*Task inputs*.
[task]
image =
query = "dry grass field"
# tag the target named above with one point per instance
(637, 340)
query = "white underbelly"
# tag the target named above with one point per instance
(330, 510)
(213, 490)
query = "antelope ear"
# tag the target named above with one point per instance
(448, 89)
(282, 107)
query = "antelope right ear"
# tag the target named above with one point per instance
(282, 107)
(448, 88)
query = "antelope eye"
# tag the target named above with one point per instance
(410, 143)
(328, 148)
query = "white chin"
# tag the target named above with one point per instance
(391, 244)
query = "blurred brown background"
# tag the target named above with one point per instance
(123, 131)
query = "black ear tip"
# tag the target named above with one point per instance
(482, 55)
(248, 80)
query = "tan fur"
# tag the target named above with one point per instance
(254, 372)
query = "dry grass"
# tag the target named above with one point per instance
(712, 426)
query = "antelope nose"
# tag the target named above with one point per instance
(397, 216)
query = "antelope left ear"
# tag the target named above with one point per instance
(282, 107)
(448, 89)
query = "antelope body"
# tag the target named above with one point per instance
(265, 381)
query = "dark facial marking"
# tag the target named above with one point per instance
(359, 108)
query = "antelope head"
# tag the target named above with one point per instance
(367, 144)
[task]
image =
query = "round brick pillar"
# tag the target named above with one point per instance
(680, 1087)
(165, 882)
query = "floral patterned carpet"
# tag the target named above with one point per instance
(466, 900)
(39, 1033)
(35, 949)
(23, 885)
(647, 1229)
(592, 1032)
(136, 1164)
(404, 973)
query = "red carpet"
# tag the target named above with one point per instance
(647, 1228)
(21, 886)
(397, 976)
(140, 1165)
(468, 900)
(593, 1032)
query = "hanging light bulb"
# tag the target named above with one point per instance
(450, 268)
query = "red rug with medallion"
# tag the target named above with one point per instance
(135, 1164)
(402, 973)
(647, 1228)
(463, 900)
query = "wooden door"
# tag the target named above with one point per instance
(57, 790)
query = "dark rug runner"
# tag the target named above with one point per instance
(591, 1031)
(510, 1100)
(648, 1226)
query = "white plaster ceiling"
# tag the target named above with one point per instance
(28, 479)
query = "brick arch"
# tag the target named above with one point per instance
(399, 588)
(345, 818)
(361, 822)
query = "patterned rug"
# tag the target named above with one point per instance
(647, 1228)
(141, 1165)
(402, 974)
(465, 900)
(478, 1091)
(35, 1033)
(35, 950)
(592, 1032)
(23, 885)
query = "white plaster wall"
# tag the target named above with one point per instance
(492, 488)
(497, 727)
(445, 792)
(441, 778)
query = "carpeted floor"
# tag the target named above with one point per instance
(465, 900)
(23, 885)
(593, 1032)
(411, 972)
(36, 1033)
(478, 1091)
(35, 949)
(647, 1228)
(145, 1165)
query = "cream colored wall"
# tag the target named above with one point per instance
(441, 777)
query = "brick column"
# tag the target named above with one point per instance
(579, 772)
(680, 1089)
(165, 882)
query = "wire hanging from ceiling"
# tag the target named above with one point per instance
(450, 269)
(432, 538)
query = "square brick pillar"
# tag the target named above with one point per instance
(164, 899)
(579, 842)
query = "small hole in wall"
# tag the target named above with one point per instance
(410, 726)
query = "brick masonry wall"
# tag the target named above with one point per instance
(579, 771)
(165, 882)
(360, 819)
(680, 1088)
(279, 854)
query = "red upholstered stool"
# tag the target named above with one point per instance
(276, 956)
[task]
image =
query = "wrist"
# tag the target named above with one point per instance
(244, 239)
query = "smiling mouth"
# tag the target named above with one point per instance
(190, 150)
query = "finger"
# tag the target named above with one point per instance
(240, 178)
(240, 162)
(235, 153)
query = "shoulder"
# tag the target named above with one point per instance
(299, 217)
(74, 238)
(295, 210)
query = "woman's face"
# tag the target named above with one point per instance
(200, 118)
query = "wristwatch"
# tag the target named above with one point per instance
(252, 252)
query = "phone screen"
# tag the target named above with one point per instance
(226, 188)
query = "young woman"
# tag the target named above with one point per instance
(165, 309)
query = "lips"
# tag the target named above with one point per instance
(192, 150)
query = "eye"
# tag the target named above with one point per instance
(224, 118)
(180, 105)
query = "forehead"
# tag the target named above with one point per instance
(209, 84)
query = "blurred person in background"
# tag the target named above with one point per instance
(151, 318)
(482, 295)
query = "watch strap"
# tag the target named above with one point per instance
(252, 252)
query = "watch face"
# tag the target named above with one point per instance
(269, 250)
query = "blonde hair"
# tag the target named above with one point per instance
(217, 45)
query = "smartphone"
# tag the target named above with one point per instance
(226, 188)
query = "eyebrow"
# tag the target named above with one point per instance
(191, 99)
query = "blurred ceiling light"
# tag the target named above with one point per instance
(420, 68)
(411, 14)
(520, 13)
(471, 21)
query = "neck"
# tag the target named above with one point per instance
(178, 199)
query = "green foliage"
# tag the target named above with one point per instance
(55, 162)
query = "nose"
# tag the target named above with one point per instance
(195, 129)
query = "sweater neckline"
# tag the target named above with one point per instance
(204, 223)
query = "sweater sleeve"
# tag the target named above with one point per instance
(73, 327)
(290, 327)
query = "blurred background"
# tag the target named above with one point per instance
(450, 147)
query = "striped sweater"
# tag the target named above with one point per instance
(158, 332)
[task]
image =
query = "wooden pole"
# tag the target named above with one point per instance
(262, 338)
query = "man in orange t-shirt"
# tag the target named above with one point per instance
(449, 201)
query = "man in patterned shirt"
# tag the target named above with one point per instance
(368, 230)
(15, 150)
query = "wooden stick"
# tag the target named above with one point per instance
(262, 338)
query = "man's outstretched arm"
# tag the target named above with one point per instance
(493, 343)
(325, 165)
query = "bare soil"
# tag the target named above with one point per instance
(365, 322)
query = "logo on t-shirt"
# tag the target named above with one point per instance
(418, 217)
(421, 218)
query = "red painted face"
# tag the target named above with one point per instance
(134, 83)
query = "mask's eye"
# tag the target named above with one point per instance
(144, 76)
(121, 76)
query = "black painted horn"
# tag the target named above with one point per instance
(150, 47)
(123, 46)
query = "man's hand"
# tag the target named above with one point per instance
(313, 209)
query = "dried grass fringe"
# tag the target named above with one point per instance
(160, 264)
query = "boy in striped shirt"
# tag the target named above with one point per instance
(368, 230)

*Given exercise*.
Would you reproduce all the entries exactly?

*Final answer*.
[task]
image =
query = "dry grass field"
# tag the target named above with one point per instance
(637, 340)
query = "white underbelly"
# tag the target named above with one point per instance
(330, 510)
(213, 490)
query = "antelope ear"
# tag the target named above with one point per instance
(448, 89)
(282, 107)
query = "antelope right ear"
# tag the target named above with one point per instance
(282, 107)
(448, 88)
query = "antelope eye"
# tag the target named above with one point per instance
(410, 143)
(328, 148)
query = "white chin"
# tag the target named above with one point per instance
(391, 244)
query = "blurred brown background"
# tag the target named above with one point per instance
(123, 131)
query = "black ear tip"
# tag the target named above with one point per instance
(482, 55)
(248, 80)
query = "tan fur"
# tag the target named above with one point per instance
(254, 372)
query = "dry grass"
# tag the target named above with one point per instance
(712, 426)
query = "antelope nose"
# tag the target named above with one point per instance
(397, 216)
query = "antelope left ear"
# tag the target named above with one point per instance
(282, 107)
(448, 89)
query = "antelope body"
# tag the target named above with one point per instance
(265, 381)
query = "dark facial marking"
# tag the target named above with one point per instance
(359, 108)
query = "antelope head"
# tag the target named above with one point per instance
(367, 144)
[task]
image =
query = "round brick pillar"
# tag the target named above with one point per instance
(680, 1087)
(165, 882)
query = "floral patterned carpet"
# tag the target named above with one point per instance
(466, 900)
(39, 1033)
(35, 949)
(23, 885)
(647, 1229)
(592, 1032)
(136, 1164)
(404, 973)
query = "red carpet"
# tag the target named above with one point per instance
(647, 1228)
(21, 886)
(397, 976)
(140, 1165)
(468, 900)
(593, 1032)
query = "hanging light bulb"
# tag the target named above with one point per instance
(450, 268)
query = "red rug with medallion"
# tag the target named above with one point per instance
(135, 1164)
(402, 973)
(647, 1228)
(463, 900)
query = "wooden door"
# tag the target named above with one point per instance
(57, 790)
query = "dark rug runner"
# tag the target named above with one point per instance
(591, 1031)
(510, 1100)
(648, 1226)
query = "white plaster ceiling"
# tag the target named above with one point per instance
(28, 479)
query = "brick arch"
# tag the target named above with one point per instance
(399, 588)
(345, 818)
(361, 822)
query = "patterned rug"
# tag the target named above with one point per instance
(647, 1228)
(141, 1165)
(402, 974)
(465, 900)
(478, 1091)
(35, 1033)
(35, 950)
(592, 1032)
(23, 885)
query = "white plaster wall"
# tag the target named above with one point per instance
(492, 488)
(497, 727)
(445, 792)
(441, 778)
query = "carpeted floor"
# tag the target named above with one point per instance
(465, 900)
(23, 885)
(593, 1032)
(411, 972)
(36, 1033)
(478, 1091)
(35, 949)
(647, 1228)
(145, 1165)
query = "cream colored wall"
# tag the target named above with one point per instance
(441, 777)
query = "brick column"
# tag the target named above with one point per instance
(579, 772)
(680, 1089)
(165, 882)
query = "wire hanging from ceiling"
# tag the target named above with one point per instance
(450, 269)
(432, 538)
query = "square brick pillar"
# tag the target named above with one point per instance
(164, 899)
(579, 842)
query = "small hole in wall"
# tag the target named above with one point per instance
(410, 726)
query = "brick masonry wall"
# tag the target named above with one point per instance
(579, 771)
(165, 882)
(360, 819)
(680, 1088)
(279, 854)
query = "red upholstered stool"
# tag the target named above with one point per instance
(276, 956)
[task]
image =
query = "wrist"
# tag the target named above with one point per instance
(244, 239)
query = "smiling mouth"
# tag the target named above with one point per instance
(190, 150)
query = "finger"
# tag the target named above with one point per instance
(240, 178)
(240, 162)
(235, 153)
query = "shoulder"
# tag the target named above with one point per instance
(299, 217)
(74, 238)
(295, 210)
query = "woman's face"
# tag the target named above with one point per instance
(200, 118)
query = "wristwatch"
# tag the target named above with one point per instance
(252, 252)
query = "phone screen"
# tag the target named above with one point per instance
(226, 188)
query = "young woman"
# tag the target named above with one point per instance
(165, 309)
query = "lips"
# tag the target named above with one point per instance
(192, 150)
query = "eye"
# tag the target named above with one point per instance
(224, 118)
(180, 105)
query = "forehead"
# tag the target named above with one point per instance
(209, 84)
query = "blurred person in background"
# tag the target named above with one point per instance
(151, 318)
(482, 295)
query = "watch strap"
# tag the target named above with one point per instance
(252, 252)
query = "watch face"
# tag the target named above with one point per instance
(269, 250)
query = "blonde hair"
# tag the target named above with one point per instance
(217, 45)
query = "smartphone"
# tag the target named above with one point per instance
(226, 188)
query = "eyebrow"
# tag the target named above with one point per instance
(191, 99)
query = "blurred ceiling light"
# tag the target named above with one point per instance
(420, 68)
(411, 14)
(520, 13)
(471, 21)
query = "neck"
# tag the target named above with one point per instance
(178, 199)
query = "green foliage"
# tag the target named above with one point per instance
(55, 162)
query = "nose"
# tag the target named above with one point per instance
(195, 129)
query = "sweater neckline"
# tag the target named above with one point per instance
(204, 223)
query = "sweater sleeve"
# tag the target named above with one point per instance
(73, 327)
(290, 327)
query = "blurred background"
# tag the target named above with one point per instance
(450, 147)
query = "striped sweater"
# tag the target named above with one point per instance
(158, 332)
[task]
image =
query = "wooden pole"
# tag the target named above with one point per instance
(262, 338)
query = "man in orange t-shirt"
# tag the target named above with one point per instance
(449, 201)
query = "man in patterned shirt"
# tag the target named above with one point per instance
(368, 230)
(15, 150)
query = "wooden stick"
# tag the target named above with one point per instance
(262, 338)
query = "man's outstretched arm"
# tag the target named above with one point per instance
(493, 343)
(325, 165)
query = "bare soil"
# tag the target named above with one point per instance
(365, 322)
query = "logo on t-shirt"
# tag the target named above with one point per instance
(418, 217)
(421, 218)
query = "red painted face"
# tag the target named above with one point per instance
(134, 83)
query = "mask's eye"
# tag the target named above with one point per instance
(144, 76)
(121, 76)
query = "black painted horn"
# tag the target named above with one point per instance
(150, 47)
(123, 46)
query = "man's hand"
# tag the target named above with one point per instance
(313, 209)
query = "dried grass fringe"
# tag the target named above with one point per instance
(160, 264)
query = "boy in striped shirt"
# tag the target named above with one point per instance
(368, 230)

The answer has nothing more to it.